ARBEITSAUFTRÄGE:
• a. Beantworte anhand des Lesetextes unten diese drei Fragen:
(i) Mit wie vielen Unterstützern bei Facebook ist Sylvia Löhrmann gestartet?
(ii) Welche Partei hat am vergangenen Samstag als letzte der großen Parteien ihr Wahlprogramm beschlossen?
(iii) Auf welcher Plattform konnte Hannelore Kraft kaum Unterstützer sammeln?
• b. Nenne alle Personen, die im Lesetext unten mit vollem Namen vorkommen.
• c. Fasse den Absatz des Lesetextes unten, der mit „Interessant ist auch“ beginnt, kürzer zusammen. Die wichtigsten Angaben müssen erhalten bleiben.

LESETEXT:
******

Beim Duell der Spitzenkandidaten zeigt sich in den Sozialen Netzwerken etwas weniger Bewegung als in den Umfragen der Meinungsforscher, doch in der Tendenz stimmen sie überein: Hannelore Kraft holt deutlich gegenüber Jürgen Rüttgers auf. Während das ZDF-Politbarometer bereits ein erfolgreiches Überholen Krafts vermeldet, fehlt in den Sozialen Netzwerken aber noch ein wenig dazu. Ohnehin wird das Rennen nur auf Facebook ausgetragen, da Hannelore Kraft auf der meinVZ-Plattform kaum Unterstützer sammeln konnte.

Interessant ist auch, dass die grüne Spitzenfrau Sylvia Löhrmann ihre gute Startposition nicht hat nutzen können. Am Ausgangspunkt mit 1222 Unterstützern bei Facebook gestartet, kann sie jetzt kurz vor dem Wahltermin nur 1544 Unterstützer vorweisen. Ja, tatsächlich verliert sie seit einem Monat wieder Freunde – wenn auch in geringem Maße. Blickt man auf den hohen Ausgangswert für Löhrmann, scheint sich abzuzeichnen, dass die Grünen im Netz bereits so stark verwurzelt sind, dass sie nur noch ein vergleichsweise geringes Mobilisierungspotenzial haben.

Als letzte Bemerkung sei noch auf die konsequente Abstinenz des FDP-Spitzenkandidaten Andreas Pinkwart hingewiesen. Auch kurz vor der Wahl ist man bei der FDP nicht der Versuchung erlegen, noch hastig ein Facebook-Profil zu eröffnen. Immerhin  konnte man damit einen seltsamen Eindruck vermeiden, wie er beim Besuch des Profils der linken Spitzenkandidatin Bärbel Beuermann entsteht. Bei den Liberalen scheint das Motto gewesen zu sein: Lieber gar kein Profil als ein so schlecht gepflegtes.

Versteckt eure Wahlprogramme

Am vergangenen Samstag hat mit der CDU auch die letzte der großen Parteien ihr Wahlprogramm für den Urnengang am 9. Mai beschlossen. Eigentlich wollten wir daher einen Blick auf die Inhalte der Agenden werfen. Doch auf dem Weg dorthin legen die Parteien ihren Bürgern so viele Steine in den Weg, dass dieser Artikel etwas anders aussehen muss. Wir geben die Wegbeschreibung, die die Parteien verweigern.

******

Rahmenannotationen für Fotos:
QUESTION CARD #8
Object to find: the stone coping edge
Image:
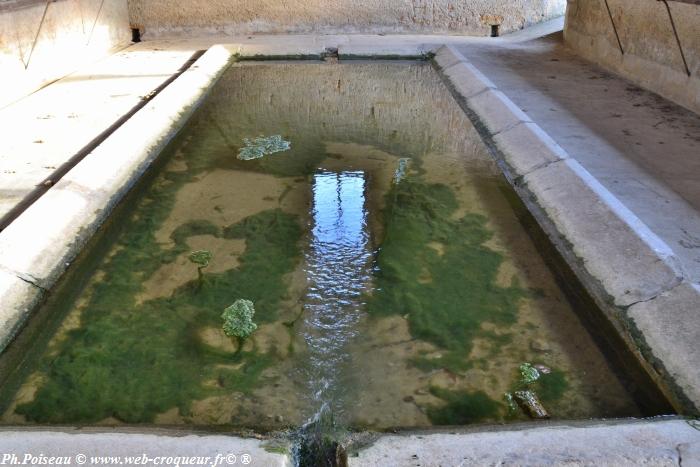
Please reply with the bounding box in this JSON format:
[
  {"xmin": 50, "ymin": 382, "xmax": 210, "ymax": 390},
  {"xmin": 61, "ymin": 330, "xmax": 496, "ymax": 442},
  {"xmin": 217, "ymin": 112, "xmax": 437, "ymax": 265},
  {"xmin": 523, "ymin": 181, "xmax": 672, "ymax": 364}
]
[
  {"xmin": 0, "ymin": 45, "xmax": 233, "ymax": 352},
  {"xmin": 433, "ymin": 45, "xmax": 700, "ymax": 414},
  {"xmin": 348, "ymin": 419, "xmax": 700, "ymax": 467},
  {"xmin": 0, "ymin": 428, "xmax": 291, "ymax": 467}
]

******

ERWARTETE ERGEBNISSE:
• a.
(i) Mit 1222 Unterstützern.
(ii) Die CDU.
(iii) Auf der meinVZ-Plattform.

• b. Hannelore Kraft, Jürgen Rüttgers, Sylvia Löhrmann, Andreas Pinkwart, Bärbel Beuermann

• c. Die grüne Spitzenfrau Sylvia Löhrmann konnte ihre gute Startposition nicht nutzen. Sie startete bei Facebook mit 1222 Unterstützern und hat kurz vor der Wahl nur 1544. Seit einem Monat verliert sie sogar leicht an Freunden. Der hohe Ausgangswert deutet darauf hin, dass die Grünen im Netz schon stark verwurzelt sind und deshalb nur noch ein geringes Mobilisierungspotenzial haben.